> **Short task**: Rewrite the listing from the line that has "Given this image, can you confirm the presence of any church" through the end of the listing, changing "Endpoint" to "Route" and keeping everything else the same.

> **Collection entries**:
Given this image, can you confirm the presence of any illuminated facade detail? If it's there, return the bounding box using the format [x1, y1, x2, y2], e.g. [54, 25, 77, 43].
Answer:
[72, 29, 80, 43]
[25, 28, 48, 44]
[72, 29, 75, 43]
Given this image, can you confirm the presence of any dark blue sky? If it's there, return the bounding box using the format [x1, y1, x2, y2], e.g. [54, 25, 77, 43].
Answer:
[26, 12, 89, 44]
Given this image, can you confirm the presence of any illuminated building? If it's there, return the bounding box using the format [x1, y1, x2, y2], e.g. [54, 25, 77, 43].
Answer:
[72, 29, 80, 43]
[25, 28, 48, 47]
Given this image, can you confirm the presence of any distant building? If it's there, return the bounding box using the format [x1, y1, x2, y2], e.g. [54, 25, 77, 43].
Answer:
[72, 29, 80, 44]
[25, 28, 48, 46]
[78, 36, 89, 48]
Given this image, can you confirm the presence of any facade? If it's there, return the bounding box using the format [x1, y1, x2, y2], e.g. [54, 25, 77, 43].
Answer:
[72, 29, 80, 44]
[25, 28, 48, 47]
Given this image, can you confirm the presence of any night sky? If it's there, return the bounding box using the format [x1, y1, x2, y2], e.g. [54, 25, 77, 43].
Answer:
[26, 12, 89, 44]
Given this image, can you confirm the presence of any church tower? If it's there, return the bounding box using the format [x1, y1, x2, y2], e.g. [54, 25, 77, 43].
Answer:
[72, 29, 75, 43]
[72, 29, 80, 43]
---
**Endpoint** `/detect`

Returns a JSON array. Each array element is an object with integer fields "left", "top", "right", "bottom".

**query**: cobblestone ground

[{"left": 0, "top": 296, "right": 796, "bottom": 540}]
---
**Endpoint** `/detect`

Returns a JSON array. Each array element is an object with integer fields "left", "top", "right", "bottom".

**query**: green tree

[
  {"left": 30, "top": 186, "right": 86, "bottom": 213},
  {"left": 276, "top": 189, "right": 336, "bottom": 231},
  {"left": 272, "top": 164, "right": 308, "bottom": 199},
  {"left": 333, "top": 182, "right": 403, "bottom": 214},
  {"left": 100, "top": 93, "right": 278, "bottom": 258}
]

> **Task result**:
Given this image, can you confirm the presence of any church tower? If it's there, return the bounding box using the format [x1, y1, x2, y2], e.g. [54, 25, 77, 43].
Answer:
[72, 29, 75, 43]
[72, 29, 80, 43]
---
**Route** `/detect`

Returns a JSON array. Each array element is an object with integer fields "left", "top", "right", "bottom".

**query**: cobblestone ground

[{"left": 0, "top": 296, "right": 796, "bottom": 540}]
---
**Route** `/detect`

Returns a JSON array. Each array element is an object with integer fields "left", "top", "right", "bottom".

**query**: green tree

[
  {"left": 30, "top": 186, "right": 86, "bottom": 213},
  {"left": 276, "top": 189, "right": 336, "bottom": 231},
  {"left": 272, "top": 164, "right": 308, "bottom": 199},
  {"left": 333, "top": 182, "right": 403, "bottom": 214},
  {"left": 100, "top": 93, "right": 278, "bottom": 258}
]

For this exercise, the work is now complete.